◆ Text ◆
--------------------
# New flatcar & load for it



## peter bunce (Dec 29, 2007)

Hi, 
I have added another flatcar to the roster; this one is the large 30 foot long version that was also built by the Peninsula Car Co.: I used the drawing by Ron Rudnick in his book on DSP freight cars. The companion ‘Coal car’ (add 3 hefty planks all round) to the flatcar design is also in the list of ‘to do’ somewhere. 





This vehicle is supposed to be ‘brand spanking new’, so there is very little weathering done to it – a change from my normal system which does add some weathering – the difference can be seen in the photos. 





I used and modified the standard Bachmann (archbar) trucks to start with to the correct design with bits of styrene card, and brake beams & shoes were also added as the photo which is before painting and lightly weathering them.
--------------------
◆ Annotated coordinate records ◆
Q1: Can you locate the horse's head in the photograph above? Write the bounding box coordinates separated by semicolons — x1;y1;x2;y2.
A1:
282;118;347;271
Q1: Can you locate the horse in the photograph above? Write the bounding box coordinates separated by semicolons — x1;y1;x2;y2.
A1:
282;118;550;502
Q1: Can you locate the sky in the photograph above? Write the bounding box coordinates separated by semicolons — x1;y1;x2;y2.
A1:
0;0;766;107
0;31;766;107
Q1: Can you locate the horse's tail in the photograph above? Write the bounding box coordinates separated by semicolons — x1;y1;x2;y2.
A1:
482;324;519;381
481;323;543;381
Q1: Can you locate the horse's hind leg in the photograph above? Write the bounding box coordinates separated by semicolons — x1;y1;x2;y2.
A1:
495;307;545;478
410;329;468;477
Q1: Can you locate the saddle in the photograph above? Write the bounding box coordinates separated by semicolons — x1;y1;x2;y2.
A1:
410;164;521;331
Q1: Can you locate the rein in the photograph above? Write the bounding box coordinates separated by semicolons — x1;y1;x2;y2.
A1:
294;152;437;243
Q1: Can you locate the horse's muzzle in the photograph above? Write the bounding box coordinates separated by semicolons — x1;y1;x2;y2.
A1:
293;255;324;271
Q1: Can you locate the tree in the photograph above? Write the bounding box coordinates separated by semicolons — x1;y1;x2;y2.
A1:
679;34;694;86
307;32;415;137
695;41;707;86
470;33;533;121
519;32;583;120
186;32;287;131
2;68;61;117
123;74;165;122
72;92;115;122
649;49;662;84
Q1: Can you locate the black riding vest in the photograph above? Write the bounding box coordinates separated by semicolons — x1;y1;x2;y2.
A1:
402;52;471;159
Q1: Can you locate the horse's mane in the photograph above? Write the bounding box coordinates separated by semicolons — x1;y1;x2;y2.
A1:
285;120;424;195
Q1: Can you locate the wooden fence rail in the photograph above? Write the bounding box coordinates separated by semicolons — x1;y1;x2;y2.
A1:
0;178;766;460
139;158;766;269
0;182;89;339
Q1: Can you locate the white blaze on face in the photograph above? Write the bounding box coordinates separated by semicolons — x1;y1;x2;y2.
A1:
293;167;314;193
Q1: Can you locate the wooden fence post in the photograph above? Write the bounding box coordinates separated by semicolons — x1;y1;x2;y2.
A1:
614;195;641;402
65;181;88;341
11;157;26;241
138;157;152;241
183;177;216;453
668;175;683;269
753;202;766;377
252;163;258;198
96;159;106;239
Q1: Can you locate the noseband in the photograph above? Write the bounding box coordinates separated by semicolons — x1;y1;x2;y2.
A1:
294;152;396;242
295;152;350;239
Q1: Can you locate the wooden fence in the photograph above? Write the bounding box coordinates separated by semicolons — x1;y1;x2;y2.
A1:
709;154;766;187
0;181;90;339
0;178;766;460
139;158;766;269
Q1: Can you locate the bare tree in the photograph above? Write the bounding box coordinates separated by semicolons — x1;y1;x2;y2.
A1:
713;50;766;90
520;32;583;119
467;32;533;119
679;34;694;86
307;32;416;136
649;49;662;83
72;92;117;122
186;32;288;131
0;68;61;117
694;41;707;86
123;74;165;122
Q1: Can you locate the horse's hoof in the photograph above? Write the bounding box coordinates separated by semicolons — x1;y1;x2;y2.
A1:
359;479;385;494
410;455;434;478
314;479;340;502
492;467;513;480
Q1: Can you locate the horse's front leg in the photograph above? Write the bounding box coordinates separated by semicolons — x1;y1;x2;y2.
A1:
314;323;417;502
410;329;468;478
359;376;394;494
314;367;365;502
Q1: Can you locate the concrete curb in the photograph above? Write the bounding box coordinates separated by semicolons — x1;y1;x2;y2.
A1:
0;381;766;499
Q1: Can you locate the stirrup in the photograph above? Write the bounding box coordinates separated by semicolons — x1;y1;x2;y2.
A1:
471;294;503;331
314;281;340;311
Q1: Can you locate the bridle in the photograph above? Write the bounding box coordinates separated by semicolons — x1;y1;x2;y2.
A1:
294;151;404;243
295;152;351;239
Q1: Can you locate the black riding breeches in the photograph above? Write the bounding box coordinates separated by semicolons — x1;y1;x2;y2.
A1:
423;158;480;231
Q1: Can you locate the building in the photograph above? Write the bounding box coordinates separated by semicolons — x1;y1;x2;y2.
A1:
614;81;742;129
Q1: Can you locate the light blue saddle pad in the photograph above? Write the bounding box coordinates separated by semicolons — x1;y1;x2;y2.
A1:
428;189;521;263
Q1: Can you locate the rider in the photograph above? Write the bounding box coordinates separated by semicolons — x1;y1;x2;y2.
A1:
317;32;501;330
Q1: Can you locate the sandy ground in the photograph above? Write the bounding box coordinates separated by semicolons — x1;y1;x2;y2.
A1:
--------------------
◆ What you need to do ◆
• a. In the flatcar post, whose drawing was used to build the new 30-foot flatcar?
• b. Reproduce the passage of the flatcar post starting at "## peter bunce" and ending at "of ‘to do’ somewhere.".

◆ Results of the exercise ◆
• a. A drawing by Ron Rudnick from his book on DSP freight cars.

• b.
## peter bunce (Dec 29, 2007)

Hi, 
I have added another flatcar to the roster; this one is the large 30 foot long version that was also built by the Peninsula Car Co.: I used the drawing by Ron Rudnick in his book on DSP freight cars. The companion ‘Coal car’ (add 3 hefty planks all round) to the flatcar design is also in the list of ‘to do’ somewhere.